= Source document =

:::

While this notable addition to queer discourse in conjunction with horror substantiates this new series in its foundation, in its final expression the camerawork, editing, and pacing find no inventiveness beyond the myriad other ‘true crime’ narratives we’re all quite familiar with already. Perhaps taking cues most evidently from the construction of the independent feature that cost Annette Bening her Oscar (i.e., Boys Don’t Cry [Peirce (dir./wri.) & Bienen (wri.), 1999]), this American Sports Story leans all its interests on the centrality of its leading performance, from relative newcomer Josh Andrés Rivera, whose application here is complete, to be sure, but fails to go beyond the printed lines of the page, toward making his character not just true to the story he holds together but moreover fully three-dimensional: more than just a casualty of the cold social war between deeply entrenched homophobia and mainstream applause, especially in aggressively ‘masculine’ popular arenas like major league sports.
All in all, while nothing is ‘wrong’ per se with this series, nothing is so ‘right’ either that it burns off the screen the way some few of its cousins have.
Temperature check
Tepid
Heartstopper (Season 3)
Netflix • Romance • Baggage
Synopsis
Adolescent couples perseverate on the individual struggles their members each have with control over the increasingly broadened horizons around them.

:::

= Given data =
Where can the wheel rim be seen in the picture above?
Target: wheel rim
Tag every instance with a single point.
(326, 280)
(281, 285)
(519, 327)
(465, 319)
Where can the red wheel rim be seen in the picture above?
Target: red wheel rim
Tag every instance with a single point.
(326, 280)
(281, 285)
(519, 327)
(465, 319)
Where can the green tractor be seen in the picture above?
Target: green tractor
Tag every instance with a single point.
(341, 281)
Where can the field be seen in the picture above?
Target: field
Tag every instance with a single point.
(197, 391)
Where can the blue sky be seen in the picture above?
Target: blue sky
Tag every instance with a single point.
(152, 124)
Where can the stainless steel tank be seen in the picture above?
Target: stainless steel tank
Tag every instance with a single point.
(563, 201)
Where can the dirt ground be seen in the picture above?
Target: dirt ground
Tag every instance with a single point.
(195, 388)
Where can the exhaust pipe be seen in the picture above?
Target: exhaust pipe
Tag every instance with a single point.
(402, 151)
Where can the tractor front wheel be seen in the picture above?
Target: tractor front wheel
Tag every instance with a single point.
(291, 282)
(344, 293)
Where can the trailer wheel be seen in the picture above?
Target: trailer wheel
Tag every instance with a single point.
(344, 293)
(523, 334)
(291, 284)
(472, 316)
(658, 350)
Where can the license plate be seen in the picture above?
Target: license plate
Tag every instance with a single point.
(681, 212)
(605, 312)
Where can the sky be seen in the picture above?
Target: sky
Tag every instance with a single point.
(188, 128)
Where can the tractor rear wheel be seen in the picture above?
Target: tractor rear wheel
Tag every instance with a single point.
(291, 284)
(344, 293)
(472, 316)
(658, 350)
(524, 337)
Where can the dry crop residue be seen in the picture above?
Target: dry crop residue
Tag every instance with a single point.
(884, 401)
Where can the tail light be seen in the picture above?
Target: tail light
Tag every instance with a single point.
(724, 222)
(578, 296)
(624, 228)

:::

= Work instructions =
A) Answer these questions from the TV review, one per line:
(i) Which actor gives the leading performance in American Sports Story?
(ii) Which 1999 film does the review name as the likely model for the series?
(iii) What genre does the review list for Heartstopper (Season 3)?
B) Continue the TV review from its last sentence.

= The answers =
A)
(i) Josh Andrés Rivera
(ii) Boys Don't Cry
(iii) Romance

B)
My take
Piners for adolescent queer utopian escapism, no doubt, are celebrating the return of this twee series, centrally narrating the budding romance between a nerdy unpopular high school student (now struggling with anorexia nervosa) and his golden-retriever boyfriend (now struggling to support someone with anorexia nervosa). However, as of last season, this series lost all the quirky curious magic it once had, in the heydays of its still only moderate début season (see my original take on Season 1 here and on Season 2 here). The characters now feel set on ‘persistent tumble-dry’ and, while I suppose that I should celebrate a thorough enough continuity of storyline that doesn’t opportunize hiatus between seasons as a chance to completely wipe the slate and start afresh, the carried-over plot lines from Heartstopper’s second season feel annoyingly insoluble when handled with such simultaneously slow and delicate tones. Perhaps this tonality is the mistaken result of immersive, empathetic storytelling gone awry; rather than empathize with the difficulties the central character Charlie and his circle of friends each contends with this season, I found myself empathizing instead with the grating frustration especially Charlie exudes whenever the other characters try haplessly to discuss those difficulties with him o so softly. The timidity in general is infuriatingly off the charts, except in the only redeeming storyline of the season: the thankfully exposed and expanded asexual and aromantic identity of Charlie’s friend Isaac (shown on the right above). That relatively minor plot line, in my opinion, is the only seriously empowering and vulnerable exploration to which this otherwise treacly tranquilizer to queer teen romance gives light.
Temperature check
Cold
Inside Out 2 (2024)
Disney+ • Adventure • High-Piled Anxiety
Synopsis
Continued emotional development rattles a thirteen-year-old hockey player and her internal cast of core emotions.
My take
Gorgeous segments of production design and glimmering (but fleeting) moments of interesting ideas cannot salvage this underbaked near-catastrophe of the franchise-monetization machine for Disney-Pixar HQ. Overconditioned on a singularity of emotional pretext without embracing the sweeping symphony of complex feelings emotion science recognizes the human condition embodies, Inside Out 2 cut its own corners, presumably in sacrifice for a “scoped” and realizable animated feature, without looking out for the vital and coherent connections those corners contained as reservoirs of pluripotent storytelling about the compellingly human experience it purports to portray.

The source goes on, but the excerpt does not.